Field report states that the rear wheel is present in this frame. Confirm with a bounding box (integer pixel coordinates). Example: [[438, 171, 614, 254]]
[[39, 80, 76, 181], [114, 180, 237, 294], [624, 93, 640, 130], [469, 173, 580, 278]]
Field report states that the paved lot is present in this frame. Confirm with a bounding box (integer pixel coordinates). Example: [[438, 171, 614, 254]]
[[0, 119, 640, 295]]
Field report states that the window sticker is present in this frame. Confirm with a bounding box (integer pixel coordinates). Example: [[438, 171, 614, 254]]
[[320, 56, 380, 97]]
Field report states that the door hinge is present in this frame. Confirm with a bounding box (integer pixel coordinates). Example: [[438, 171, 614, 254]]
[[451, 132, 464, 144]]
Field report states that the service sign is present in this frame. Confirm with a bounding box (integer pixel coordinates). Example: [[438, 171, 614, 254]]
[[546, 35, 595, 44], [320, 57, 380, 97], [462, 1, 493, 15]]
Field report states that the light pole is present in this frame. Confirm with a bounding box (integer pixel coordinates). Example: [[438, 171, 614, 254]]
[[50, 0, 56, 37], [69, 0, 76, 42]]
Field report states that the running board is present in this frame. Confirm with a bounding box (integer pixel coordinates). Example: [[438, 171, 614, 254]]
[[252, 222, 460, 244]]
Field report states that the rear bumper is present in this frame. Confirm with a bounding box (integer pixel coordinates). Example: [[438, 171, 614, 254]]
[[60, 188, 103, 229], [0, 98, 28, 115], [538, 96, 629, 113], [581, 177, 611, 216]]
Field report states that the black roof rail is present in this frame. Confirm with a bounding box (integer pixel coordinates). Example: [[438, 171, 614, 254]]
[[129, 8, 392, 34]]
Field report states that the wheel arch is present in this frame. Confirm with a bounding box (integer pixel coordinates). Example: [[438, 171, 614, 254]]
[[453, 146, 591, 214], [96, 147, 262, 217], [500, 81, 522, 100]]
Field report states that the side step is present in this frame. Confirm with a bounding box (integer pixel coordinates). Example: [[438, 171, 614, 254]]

• • • • •

What you will do - Write out every item above word for word, keeping them in their original order.

Response for this exercise -
Field report states that the rear wheel is present in this frame. Confirm with a bounding box (integer pixel coordinates). Example: [[438, 171, 614, 254]]
[[39, 80, 76, 181], [114, 180, 237, 294], [624, 93, 640, 130], [469, 173, 580, 278]]
Field report states that the paved lot is present in this frame. Confirm with a bounding box (integer pixel coordinates). Example: [[438, 171, 614, 254]]
[[0, 119, 640, 295]]
Field report states that the window sticker is present in this frame. Confirm with a bounding box (integer pixel coordinates). Example: [[438, 171, 614, 254]]
[[320, 56, 380, 97]]
Field report states that the door hinge is present in this frame. Confirm with a bounding box (integer pixel coordinates). Example: [[438, 171, 614, 254]]
[[451, 132, 464, 144]]
Field report states that the service sign is present in this frame. Confirm with a bounding box (integer pixel coordinates). Example: [[438, 171, 614, 254]]
[[546, 35, 595, 44], [320, 57, 380, 97], [462, 1, 493, 15]]
Field report states that the light pole is present in this frame. Confirm with a bounding box (integer pixel coordinates). Example: [[438, 171, 614, 254]]
[[50, 0, 56, 37], [69, 0, 76, 42]]
Field report states that the running board is present in this frame. Confirm with a bounding box (integer pixel coordinates). Example: [[438, 171, 614, 254]]
[[252, 222, 460, 244]]
Field report states that the rear bumper is present in this frame. Confirm with a bounding box (integer pixel coordinates). Example: [[438, 171, 614, 254]]
[[60, 188, 103, 229], [0, 98, 28, 115], [538, 96, 629, 113], [581, 177, 611, 216]]
Field report states that the black roof rail is present in this frame. Confirm with a bounding box (integer pixel coordinates). Example: [[438, 171, 614, 254]]
[[129, 8, 392, 34]]
Field report states that the wheel arch is present in this frame. Confirm with a bounding box (integer pixel coordinates). Example: [[438, 171, 614, 254]]
[[453, 146, 591, 214], [96, 147, 262, 217], [500, 81, 522, 100]]
Field report states that the side step is present in this frame. Confirm with a bounding box (integer pixel coordinates). Example: [[438, 171, 614, 254]]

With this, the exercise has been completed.